Source data Start Marker

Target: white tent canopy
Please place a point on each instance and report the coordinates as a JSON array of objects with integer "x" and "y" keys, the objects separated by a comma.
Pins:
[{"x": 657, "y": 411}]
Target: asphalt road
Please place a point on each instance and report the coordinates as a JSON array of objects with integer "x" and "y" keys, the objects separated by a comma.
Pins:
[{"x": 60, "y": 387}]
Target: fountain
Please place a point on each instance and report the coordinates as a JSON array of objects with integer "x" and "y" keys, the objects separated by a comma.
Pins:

Source data End Marker
Source data Start Marker

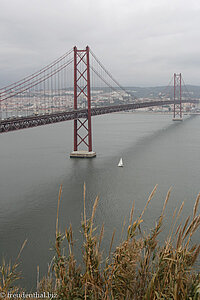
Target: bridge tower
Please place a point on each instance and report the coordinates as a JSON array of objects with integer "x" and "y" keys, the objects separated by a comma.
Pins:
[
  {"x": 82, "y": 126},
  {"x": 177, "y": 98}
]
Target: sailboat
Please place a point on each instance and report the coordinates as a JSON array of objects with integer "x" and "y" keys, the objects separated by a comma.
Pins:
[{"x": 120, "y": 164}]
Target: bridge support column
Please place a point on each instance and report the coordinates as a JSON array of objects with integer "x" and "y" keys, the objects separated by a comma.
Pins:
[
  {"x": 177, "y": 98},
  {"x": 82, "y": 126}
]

Source data End Marker
Source data Start Marker

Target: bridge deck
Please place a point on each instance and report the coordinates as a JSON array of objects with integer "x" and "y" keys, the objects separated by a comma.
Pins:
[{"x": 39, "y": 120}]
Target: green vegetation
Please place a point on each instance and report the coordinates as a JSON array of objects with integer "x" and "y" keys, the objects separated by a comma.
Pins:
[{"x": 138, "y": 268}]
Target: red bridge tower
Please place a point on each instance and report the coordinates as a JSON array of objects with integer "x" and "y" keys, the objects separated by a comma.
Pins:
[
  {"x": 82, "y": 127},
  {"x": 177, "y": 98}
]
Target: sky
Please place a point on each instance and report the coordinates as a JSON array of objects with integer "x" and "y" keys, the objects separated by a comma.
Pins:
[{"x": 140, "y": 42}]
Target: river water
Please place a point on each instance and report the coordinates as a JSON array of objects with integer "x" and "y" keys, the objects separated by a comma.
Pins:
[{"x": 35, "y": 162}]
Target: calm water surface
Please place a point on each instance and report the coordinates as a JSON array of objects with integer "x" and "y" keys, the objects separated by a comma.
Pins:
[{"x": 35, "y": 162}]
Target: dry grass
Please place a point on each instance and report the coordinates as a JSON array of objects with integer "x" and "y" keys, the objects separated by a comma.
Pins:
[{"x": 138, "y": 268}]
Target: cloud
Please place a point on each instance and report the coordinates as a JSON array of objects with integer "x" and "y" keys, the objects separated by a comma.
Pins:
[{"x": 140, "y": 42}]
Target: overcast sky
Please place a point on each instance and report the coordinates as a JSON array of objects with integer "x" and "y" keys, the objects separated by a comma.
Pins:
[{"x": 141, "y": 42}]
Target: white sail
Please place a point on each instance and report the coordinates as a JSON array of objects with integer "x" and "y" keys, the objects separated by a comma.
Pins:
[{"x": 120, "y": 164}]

Source data End Marker

Aim of the task:
Each line holding the word "water" must be pulled from the records.

Response area:
Target: river water
Target: calm water surface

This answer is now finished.